(Beginning of Excerpt to read)

Erysiphe abeliana

Scientific classification
- Kingdom: Fungi
- Division: Ascomycota
- Class: Leotiomycetes
- Order: Helotiales
- Family: Erysiphaceae
- Genus: Erysiphe
- Species: E. abeliana
- Binomial name: Erysiphe abeliana Bolay & U. Braun, 2021

= Erysiphe abeliana =

- Genus: Erysiphe
- Species: abeliana
- Authority: Bolay & U. Braun, 2021

Species of fungus

Erysiphe abeliana is a species of powdery mildew in the family Erysiphaceae. It is found in North America and Europe, where it affects Abelia x grandiflora.

== Description ==
The fungus forms patches of mycelium on the leaves of its host. The mycelium and chasmothecia can be found on either the upperside (most commonly) or occasionally on both sides of the leaf. Erysiphe abeliana, like most Erysiphaceae, is highly host-specific and is currently known only to infect cultivated Abelia x grandiflora, a hybrid between Abelia chinensis and Abelia uniflora. While the powdery mildew has not been recorded on these hosts, it seems likely that it may infect at least one of them, and the species may even originate from their native ranges in East Asia. Only one other species is currently known from the genus Abelia: Erysiphe abeliae, which is known only from the type collection in China.

(End of Excerpt to read)
(Beginning of Data excerpts)

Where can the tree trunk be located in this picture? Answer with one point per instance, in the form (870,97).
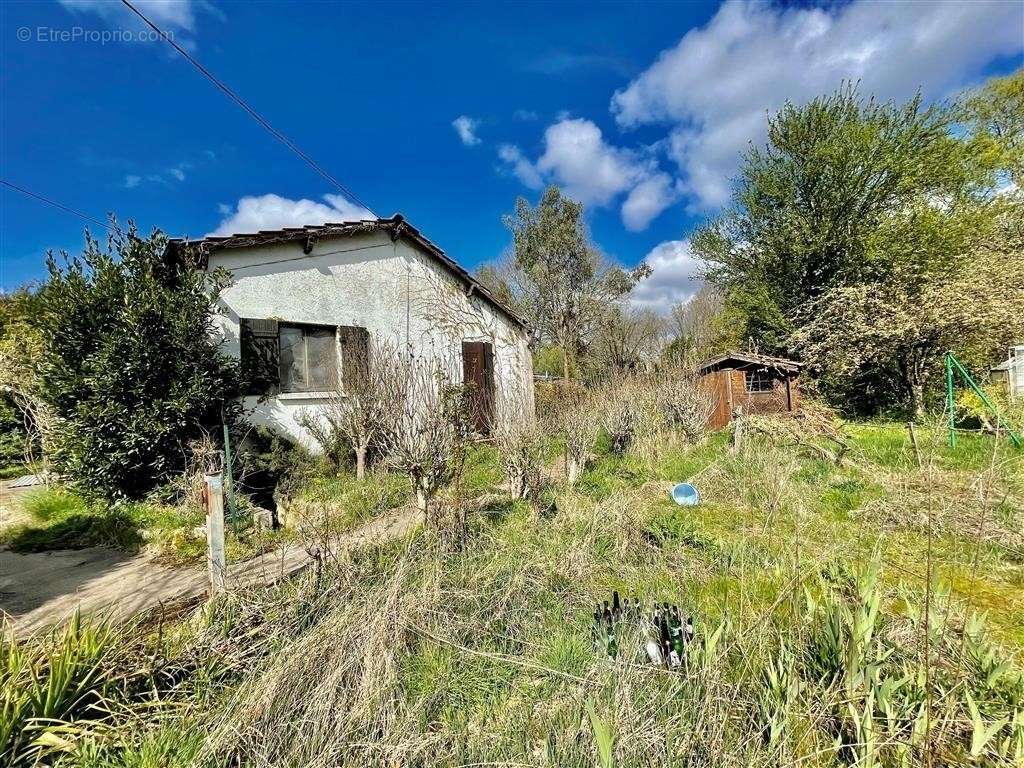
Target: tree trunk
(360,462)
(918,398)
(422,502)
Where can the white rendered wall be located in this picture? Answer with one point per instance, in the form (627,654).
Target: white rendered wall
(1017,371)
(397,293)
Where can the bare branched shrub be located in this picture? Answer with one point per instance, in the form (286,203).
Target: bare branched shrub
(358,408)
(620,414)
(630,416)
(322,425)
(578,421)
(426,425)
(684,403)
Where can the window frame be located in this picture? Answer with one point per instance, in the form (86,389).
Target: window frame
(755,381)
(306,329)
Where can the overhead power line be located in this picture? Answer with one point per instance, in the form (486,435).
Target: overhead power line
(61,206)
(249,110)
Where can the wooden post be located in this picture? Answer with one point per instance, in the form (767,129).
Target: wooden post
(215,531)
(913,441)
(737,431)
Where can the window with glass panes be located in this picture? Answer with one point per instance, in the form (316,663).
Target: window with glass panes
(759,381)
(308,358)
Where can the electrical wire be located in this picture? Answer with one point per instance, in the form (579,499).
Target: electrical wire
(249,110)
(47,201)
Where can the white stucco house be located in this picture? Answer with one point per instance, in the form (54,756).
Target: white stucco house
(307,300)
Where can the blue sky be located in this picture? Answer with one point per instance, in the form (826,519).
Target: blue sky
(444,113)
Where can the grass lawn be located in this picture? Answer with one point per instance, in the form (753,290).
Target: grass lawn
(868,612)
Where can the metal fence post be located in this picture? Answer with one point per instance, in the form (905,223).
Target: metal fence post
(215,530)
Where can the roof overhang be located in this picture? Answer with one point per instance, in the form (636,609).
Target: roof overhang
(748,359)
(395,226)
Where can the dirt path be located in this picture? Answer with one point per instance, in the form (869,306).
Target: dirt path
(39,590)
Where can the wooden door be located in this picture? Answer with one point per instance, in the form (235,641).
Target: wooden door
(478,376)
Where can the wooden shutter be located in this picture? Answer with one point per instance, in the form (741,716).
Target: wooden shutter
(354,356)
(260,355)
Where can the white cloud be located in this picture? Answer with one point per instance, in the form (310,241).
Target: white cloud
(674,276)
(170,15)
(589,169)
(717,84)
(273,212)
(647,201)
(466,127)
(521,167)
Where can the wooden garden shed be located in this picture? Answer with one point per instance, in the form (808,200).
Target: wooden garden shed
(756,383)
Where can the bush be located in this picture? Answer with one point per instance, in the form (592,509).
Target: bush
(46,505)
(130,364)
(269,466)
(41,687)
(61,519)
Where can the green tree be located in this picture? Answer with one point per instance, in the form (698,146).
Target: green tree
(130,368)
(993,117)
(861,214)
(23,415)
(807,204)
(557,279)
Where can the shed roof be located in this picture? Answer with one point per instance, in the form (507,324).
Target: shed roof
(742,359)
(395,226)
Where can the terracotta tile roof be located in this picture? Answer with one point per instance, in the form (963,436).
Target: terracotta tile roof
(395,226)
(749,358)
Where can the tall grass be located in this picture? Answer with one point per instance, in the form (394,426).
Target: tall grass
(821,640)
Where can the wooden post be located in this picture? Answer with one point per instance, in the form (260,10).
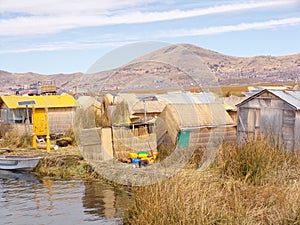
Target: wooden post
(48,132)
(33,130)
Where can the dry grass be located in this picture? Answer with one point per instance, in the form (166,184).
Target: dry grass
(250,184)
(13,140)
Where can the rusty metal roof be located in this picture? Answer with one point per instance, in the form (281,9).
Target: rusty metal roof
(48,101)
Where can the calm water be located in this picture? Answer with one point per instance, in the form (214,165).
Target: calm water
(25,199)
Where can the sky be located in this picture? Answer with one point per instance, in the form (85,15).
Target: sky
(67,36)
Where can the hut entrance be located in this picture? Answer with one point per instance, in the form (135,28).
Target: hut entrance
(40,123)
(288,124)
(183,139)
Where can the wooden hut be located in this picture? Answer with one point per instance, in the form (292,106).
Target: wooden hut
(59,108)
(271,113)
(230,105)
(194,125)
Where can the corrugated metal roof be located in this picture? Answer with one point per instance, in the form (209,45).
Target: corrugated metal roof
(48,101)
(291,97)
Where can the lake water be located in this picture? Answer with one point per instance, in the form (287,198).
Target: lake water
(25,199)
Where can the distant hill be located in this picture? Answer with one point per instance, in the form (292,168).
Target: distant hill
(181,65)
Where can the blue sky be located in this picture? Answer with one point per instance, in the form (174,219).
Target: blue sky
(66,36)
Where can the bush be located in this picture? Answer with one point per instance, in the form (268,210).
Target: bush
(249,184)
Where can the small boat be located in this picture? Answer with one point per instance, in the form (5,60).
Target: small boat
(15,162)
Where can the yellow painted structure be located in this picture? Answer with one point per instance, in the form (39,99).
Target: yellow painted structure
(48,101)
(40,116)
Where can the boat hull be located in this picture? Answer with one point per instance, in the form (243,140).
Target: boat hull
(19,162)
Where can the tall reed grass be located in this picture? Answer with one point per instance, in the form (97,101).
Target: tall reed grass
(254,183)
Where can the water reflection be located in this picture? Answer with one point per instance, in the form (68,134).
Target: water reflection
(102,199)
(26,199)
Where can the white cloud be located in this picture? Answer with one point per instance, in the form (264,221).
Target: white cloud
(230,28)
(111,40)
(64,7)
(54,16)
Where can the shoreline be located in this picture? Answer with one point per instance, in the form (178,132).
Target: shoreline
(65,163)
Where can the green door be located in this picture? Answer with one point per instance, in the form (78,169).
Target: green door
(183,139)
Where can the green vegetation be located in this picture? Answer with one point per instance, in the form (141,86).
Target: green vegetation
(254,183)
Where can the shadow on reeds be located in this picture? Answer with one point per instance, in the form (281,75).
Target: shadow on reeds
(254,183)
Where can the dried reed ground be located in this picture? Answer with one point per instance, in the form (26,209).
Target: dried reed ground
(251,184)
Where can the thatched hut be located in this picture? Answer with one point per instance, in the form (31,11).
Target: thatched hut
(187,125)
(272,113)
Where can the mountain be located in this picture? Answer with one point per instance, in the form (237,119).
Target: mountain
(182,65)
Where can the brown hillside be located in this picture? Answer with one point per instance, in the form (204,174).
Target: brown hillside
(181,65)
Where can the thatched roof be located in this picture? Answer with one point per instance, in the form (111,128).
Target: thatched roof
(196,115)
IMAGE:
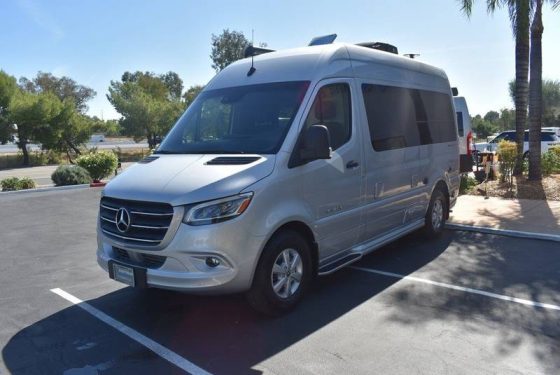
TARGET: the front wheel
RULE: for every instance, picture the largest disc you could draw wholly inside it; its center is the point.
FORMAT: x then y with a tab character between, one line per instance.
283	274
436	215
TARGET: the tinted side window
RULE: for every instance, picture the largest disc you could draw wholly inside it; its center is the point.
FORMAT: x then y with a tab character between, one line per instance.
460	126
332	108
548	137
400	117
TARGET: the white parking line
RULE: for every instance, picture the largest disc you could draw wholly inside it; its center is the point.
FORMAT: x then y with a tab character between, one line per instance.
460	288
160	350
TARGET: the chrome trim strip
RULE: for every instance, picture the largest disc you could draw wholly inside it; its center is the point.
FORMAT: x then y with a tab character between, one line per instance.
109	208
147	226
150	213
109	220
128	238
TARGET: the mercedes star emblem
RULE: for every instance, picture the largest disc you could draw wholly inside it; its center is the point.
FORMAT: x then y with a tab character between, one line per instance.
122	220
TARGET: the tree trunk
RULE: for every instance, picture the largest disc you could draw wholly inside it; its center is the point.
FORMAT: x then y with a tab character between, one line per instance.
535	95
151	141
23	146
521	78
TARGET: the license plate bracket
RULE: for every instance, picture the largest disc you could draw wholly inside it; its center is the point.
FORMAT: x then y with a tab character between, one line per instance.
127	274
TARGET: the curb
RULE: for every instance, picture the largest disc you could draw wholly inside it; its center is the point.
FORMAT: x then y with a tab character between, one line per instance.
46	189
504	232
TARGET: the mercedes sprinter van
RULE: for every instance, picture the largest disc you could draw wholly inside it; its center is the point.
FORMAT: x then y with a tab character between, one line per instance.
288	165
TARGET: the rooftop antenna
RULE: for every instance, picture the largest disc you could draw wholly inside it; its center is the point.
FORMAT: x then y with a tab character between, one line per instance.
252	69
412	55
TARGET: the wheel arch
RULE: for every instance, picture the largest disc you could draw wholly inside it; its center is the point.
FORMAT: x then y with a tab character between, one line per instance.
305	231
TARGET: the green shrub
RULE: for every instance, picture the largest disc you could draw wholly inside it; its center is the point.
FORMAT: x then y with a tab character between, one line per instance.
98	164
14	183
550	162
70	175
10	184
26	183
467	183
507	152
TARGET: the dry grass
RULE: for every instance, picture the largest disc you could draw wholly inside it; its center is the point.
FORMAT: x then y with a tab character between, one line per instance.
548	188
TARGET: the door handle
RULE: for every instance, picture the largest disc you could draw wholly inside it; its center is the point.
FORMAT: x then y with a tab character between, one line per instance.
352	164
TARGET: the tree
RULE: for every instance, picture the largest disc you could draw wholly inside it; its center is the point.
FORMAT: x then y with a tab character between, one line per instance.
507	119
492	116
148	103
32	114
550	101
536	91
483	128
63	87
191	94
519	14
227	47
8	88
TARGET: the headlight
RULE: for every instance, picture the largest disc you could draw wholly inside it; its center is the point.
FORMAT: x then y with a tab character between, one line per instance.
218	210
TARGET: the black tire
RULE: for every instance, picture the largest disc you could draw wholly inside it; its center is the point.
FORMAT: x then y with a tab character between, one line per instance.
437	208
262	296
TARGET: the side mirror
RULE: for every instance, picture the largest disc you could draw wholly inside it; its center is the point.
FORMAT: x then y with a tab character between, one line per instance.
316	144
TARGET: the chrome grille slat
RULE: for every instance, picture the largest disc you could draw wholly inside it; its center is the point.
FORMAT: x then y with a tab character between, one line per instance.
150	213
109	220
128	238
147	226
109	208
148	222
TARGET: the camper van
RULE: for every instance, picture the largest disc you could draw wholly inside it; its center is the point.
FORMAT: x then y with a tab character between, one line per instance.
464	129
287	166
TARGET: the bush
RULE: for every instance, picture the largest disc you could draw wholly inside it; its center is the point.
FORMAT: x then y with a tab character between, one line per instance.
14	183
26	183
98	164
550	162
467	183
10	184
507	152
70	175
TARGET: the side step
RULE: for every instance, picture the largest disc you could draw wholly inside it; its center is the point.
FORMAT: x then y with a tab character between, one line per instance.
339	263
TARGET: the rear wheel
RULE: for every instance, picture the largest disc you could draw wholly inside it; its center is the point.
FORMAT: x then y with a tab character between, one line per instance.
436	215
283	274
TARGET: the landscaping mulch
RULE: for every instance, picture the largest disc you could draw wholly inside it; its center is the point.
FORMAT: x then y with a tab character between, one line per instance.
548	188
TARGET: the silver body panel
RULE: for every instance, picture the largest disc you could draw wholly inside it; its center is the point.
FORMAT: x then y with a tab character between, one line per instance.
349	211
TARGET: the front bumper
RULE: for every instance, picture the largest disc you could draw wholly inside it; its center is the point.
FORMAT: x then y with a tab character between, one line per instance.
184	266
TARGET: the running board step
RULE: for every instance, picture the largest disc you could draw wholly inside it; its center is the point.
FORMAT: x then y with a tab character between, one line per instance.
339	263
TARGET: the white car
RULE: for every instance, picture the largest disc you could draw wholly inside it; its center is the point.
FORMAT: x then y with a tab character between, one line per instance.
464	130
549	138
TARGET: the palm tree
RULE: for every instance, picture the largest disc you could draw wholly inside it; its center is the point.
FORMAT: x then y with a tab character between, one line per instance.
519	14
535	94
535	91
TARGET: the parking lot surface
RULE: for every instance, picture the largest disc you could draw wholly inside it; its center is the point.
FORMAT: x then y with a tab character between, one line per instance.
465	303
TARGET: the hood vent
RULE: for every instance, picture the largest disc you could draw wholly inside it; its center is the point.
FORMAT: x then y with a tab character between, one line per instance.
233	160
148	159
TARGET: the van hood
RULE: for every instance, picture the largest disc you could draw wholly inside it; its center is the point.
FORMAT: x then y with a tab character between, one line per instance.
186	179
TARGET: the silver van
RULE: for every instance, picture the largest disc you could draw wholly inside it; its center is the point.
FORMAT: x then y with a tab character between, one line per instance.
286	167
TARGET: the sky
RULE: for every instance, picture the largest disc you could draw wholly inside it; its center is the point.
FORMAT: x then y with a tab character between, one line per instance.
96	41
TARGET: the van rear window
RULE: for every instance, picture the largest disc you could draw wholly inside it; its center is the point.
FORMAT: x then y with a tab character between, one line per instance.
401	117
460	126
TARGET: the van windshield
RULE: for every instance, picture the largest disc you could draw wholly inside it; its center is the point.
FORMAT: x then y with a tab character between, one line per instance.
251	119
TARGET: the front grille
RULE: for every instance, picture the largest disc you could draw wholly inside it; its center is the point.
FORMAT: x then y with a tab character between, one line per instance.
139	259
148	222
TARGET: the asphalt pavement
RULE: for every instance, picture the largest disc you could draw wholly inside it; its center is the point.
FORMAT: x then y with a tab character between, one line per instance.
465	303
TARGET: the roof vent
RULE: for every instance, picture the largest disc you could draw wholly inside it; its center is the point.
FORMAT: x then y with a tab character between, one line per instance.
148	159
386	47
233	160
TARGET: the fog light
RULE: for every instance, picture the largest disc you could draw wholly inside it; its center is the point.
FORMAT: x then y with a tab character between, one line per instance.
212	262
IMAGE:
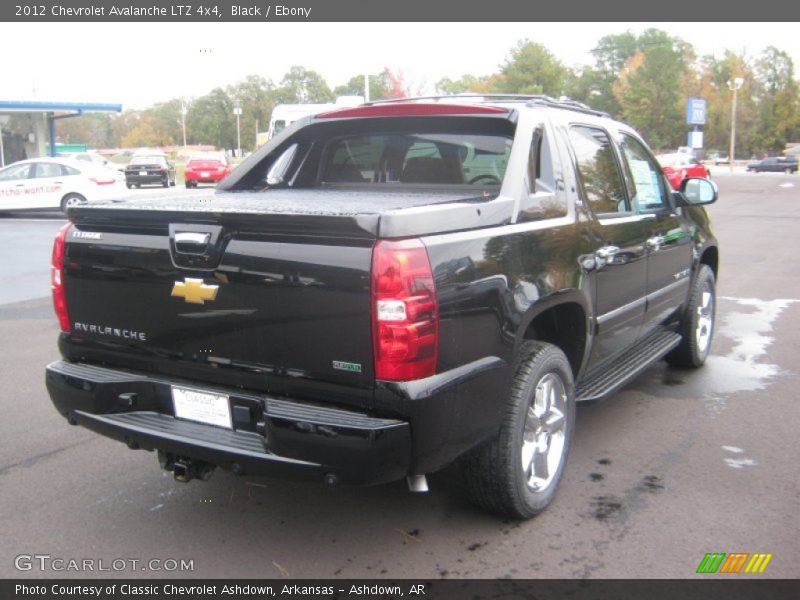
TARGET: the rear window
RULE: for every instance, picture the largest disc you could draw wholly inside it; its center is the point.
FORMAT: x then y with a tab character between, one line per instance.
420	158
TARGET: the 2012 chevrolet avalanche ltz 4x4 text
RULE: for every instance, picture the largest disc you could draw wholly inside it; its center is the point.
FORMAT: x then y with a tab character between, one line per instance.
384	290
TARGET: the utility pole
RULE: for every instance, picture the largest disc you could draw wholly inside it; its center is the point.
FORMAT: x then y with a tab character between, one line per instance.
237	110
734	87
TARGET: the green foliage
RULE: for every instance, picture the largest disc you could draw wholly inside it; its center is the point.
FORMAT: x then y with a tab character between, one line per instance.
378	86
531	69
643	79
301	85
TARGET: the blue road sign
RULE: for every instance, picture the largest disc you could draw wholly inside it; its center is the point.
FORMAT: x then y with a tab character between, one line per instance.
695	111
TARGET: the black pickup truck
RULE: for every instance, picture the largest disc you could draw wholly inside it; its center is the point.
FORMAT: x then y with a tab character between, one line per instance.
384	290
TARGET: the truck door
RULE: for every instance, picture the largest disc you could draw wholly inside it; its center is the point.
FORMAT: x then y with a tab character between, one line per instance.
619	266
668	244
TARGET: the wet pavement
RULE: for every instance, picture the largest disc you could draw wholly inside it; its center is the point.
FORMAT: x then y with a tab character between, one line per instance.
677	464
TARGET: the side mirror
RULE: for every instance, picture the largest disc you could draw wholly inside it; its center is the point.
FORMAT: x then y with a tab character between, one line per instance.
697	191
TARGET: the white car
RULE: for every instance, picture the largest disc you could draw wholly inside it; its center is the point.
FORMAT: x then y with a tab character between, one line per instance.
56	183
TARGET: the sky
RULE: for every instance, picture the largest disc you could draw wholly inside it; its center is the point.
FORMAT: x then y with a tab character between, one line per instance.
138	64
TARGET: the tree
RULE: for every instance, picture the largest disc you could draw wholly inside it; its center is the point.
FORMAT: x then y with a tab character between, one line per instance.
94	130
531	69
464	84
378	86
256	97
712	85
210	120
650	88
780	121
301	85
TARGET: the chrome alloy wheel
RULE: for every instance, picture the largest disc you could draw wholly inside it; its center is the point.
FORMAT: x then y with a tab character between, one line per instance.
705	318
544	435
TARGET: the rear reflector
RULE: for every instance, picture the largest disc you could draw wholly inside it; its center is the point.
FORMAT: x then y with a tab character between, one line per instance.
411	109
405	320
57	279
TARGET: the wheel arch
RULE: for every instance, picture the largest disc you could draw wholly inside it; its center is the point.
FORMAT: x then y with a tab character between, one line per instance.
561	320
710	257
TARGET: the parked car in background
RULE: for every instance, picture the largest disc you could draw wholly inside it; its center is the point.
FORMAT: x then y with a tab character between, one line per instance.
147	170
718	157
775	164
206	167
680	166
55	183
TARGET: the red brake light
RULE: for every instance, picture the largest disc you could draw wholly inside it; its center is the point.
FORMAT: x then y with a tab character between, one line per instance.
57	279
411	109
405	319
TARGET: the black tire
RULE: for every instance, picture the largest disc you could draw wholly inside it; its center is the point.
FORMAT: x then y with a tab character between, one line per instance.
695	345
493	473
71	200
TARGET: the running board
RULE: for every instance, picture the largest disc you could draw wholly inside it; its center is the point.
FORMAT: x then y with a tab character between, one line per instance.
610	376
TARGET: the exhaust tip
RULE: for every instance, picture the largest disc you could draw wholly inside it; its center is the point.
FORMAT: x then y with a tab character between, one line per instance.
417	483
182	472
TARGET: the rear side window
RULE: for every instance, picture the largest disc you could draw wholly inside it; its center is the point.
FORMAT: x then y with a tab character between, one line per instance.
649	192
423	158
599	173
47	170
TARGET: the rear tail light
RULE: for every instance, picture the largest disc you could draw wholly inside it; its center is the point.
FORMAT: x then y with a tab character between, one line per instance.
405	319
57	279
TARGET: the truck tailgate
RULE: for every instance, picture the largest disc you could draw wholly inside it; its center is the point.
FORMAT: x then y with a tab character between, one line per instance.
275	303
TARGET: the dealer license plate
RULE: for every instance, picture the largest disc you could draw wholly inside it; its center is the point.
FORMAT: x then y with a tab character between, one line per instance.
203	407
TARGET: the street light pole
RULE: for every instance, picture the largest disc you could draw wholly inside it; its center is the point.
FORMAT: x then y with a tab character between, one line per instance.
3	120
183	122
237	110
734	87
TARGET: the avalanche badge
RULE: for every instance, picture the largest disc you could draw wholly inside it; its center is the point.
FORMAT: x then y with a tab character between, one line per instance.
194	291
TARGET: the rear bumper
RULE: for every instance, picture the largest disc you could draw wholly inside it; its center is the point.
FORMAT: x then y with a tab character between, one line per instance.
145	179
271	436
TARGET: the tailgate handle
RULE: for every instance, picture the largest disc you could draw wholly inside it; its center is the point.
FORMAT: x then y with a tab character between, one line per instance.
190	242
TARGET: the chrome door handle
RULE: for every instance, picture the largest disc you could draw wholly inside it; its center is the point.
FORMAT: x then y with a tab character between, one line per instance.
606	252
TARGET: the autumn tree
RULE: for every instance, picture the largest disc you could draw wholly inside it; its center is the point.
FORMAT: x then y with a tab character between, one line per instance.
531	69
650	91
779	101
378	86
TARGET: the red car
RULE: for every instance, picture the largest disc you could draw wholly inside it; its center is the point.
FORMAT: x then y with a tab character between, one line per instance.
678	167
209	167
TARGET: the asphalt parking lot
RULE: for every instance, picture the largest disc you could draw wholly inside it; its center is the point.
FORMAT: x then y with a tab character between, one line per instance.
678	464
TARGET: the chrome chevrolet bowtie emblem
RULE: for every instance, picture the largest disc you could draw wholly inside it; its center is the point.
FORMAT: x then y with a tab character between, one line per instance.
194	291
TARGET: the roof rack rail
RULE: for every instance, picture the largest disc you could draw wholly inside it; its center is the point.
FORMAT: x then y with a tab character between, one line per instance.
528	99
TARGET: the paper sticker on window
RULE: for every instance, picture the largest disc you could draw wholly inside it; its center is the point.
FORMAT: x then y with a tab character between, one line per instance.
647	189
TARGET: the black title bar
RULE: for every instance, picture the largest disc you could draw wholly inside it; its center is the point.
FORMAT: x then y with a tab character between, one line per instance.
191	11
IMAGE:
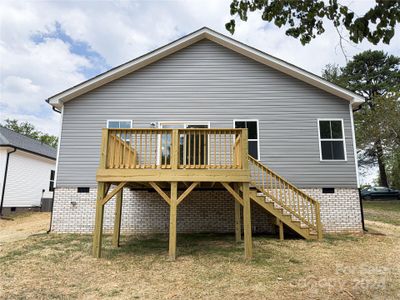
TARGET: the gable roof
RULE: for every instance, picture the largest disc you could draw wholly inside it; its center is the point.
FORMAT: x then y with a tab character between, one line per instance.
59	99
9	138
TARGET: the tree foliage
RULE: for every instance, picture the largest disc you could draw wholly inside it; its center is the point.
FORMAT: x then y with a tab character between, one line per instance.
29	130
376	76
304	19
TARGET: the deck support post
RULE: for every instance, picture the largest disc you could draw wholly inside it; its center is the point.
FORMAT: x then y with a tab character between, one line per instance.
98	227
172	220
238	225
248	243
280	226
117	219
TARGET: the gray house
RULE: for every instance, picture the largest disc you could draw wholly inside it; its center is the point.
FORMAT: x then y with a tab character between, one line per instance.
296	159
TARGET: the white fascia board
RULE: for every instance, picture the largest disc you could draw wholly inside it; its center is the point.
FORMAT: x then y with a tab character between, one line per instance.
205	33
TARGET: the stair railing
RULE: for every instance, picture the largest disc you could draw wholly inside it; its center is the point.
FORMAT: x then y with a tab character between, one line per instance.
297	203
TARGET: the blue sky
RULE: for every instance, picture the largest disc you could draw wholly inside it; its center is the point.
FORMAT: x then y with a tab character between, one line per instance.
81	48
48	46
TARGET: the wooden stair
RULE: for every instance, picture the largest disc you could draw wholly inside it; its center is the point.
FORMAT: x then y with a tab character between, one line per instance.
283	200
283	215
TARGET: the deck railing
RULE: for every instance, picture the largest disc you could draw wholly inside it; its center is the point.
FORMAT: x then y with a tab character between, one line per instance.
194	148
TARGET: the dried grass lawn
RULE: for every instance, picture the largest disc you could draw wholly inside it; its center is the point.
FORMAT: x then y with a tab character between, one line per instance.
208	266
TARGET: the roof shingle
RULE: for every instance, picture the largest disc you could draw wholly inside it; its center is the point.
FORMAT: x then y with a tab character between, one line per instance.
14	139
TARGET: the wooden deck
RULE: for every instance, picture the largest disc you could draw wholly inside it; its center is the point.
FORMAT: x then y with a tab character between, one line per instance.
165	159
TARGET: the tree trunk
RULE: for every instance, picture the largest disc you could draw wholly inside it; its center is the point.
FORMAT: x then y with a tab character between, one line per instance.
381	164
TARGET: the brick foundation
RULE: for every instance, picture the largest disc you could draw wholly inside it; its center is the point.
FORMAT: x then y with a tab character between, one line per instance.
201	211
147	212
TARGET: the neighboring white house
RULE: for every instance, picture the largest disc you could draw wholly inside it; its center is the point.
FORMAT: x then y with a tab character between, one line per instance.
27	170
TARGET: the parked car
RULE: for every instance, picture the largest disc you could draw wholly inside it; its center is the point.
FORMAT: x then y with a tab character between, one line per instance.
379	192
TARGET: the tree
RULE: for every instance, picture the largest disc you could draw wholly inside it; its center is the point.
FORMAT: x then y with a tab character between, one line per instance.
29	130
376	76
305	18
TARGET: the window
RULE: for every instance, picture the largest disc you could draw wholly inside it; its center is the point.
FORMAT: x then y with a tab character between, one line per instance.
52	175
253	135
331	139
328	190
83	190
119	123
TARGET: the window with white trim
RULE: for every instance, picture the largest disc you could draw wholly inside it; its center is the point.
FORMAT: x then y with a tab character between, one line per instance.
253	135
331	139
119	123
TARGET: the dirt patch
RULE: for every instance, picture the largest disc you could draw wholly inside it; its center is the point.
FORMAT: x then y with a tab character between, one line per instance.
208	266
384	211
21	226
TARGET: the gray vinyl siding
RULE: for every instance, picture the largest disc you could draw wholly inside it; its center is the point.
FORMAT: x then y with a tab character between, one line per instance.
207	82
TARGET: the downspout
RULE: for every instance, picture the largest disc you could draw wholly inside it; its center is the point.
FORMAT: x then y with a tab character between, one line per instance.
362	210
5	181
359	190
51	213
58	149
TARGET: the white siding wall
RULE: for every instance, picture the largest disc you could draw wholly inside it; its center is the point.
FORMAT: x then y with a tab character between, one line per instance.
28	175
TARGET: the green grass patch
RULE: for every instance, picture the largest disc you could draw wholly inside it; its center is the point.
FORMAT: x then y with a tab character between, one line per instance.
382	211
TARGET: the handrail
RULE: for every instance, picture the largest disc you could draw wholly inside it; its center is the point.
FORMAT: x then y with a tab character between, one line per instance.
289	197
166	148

(End of Data excerpts)

| Check your understanding |
a: Please return the passage of the Erysiphe abeliana article between "Species of fungus" and "Abelia x grandiflora.", inclusive, copied word for word.
b: Carry the Erysiphe abeliana article further, starting right after its final sentence.

| Results of the tasks |
a:
Species of fungus

Erysiphe abeliana is a species of powdery mildew in the family Erysiphaceae. It is found in North America and Europe, where it affects Abelia x grandiflora.

b:
== Taxonomy ==
The fungus was formally described in 2021 by Adrien Bolay and Uwe Braun based on collections from France and Switzerland. The type specimen was collected in Switzerland. The specific epithet derives from the name of the host genus. It is most closely related to Erysiphe abeliicola, a pathogen of Diabelia, despite its apparent morphological similarities with Erysiphe chifengensis, a pathogen of Zabelia.